Excerpt:
■ ■ ■
Tuesday, September 27, 2011

Walgreen Can Cure What Ails Your Portfolio, CVS Not As Much

Do drugstores offer investment value? It's a tough question because drug store have changed along with the health care market. While CVS Caremark (NYSE: CVS) has merged with a pharmacy benefit manager (PBM) -- a company that negotiates with health care product and service providers on behalf of corporate health plans, Walgreen's (NYSE: WAG) has remained pretty much the same -- except that like CVS it offers in-store medical care.

In 2006, CVS merged with Caremark, a PBM, in a $26.5 billion deal that finally closed in 2007. The idea was to create a $75 billion drug distributor whose greater scale would enable it to negotiate bigger volume discounts with the pharmaceutical companies. This deal was intended to lower corporate health care costs while achieving cost savings to help pay back the price premium.

Meanwhile, Walgreen has stuck closer to its knitting. In 2010, it spent $1.1 billion to expand its presence in New York City by acquiring Duane Reade. The deal more than doubled the number of pharmacies that Walgreen operates in the city.
■ ■ ■
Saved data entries
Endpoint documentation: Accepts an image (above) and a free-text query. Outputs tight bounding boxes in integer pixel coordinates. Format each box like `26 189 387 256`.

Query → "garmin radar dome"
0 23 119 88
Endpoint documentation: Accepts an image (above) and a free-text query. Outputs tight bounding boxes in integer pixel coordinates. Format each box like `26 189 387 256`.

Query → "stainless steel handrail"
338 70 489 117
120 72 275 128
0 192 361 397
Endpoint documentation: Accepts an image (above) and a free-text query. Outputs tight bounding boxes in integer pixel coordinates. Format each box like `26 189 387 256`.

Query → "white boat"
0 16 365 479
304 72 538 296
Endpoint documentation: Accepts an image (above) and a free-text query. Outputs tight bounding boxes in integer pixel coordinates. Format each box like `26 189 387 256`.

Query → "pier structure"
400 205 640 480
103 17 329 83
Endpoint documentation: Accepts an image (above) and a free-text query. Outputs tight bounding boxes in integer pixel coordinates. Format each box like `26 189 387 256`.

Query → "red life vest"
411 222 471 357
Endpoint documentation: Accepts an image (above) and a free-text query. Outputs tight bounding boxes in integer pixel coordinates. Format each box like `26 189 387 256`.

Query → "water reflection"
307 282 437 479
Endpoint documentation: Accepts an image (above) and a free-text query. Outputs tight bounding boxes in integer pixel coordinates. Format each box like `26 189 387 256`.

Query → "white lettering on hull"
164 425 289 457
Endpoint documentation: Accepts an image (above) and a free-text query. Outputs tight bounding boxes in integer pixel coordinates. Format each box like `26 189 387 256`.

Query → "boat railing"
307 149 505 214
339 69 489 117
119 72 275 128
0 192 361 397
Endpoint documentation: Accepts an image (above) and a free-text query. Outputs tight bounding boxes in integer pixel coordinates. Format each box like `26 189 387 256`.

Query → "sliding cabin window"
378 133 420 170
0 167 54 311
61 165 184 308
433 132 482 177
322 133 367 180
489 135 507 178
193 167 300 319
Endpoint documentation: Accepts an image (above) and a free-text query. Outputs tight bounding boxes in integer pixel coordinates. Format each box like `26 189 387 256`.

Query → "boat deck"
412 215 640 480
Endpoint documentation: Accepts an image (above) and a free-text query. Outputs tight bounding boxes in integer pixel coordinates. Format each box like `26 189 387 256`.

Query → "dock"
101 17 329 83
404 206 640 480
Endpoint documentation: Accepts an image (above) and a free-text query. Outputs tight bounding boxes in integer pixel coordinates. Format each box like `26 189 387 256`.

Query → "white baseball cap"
■ ■ ■
Exercise set:
a - In the drugstore article, how much did Walgreen spend in 2010 to acquire Duane Reade?
b - Output the part of the drugstore article between "Walgreen Can Cure" and "the price premium.", inclusive, with no changes.

Exercise solutions:
a - $1.1 billion

b -
Walgreen Can Cure What Ails Your Portfolio, CVS Not As Much

Do drugstores offer investment value? It's a tough question because drug store have changed along with the health care market. While CVS Caremark (NYSE: CVS) has merged with a pharmacy benefit manager (PBM) -- a company that negotiates with health care product and service providers on behalf of corporate health plans, Walgreen's (NYSE: WAG) has remained pretty much the same -- except that like CVS it offers in-store medical care.

In 2006, CVS merged with Caremark, a PBM, in a $26.5 billion deal that finally closed in 2007. The idea was to create a $75 billion drug distributor whose greater scale would enable it to negotiate bigger volume discounts with the pharmaceutical companies. This deal was intended to lower corporate health care costs while achieving cost savings to help pay back the price premium.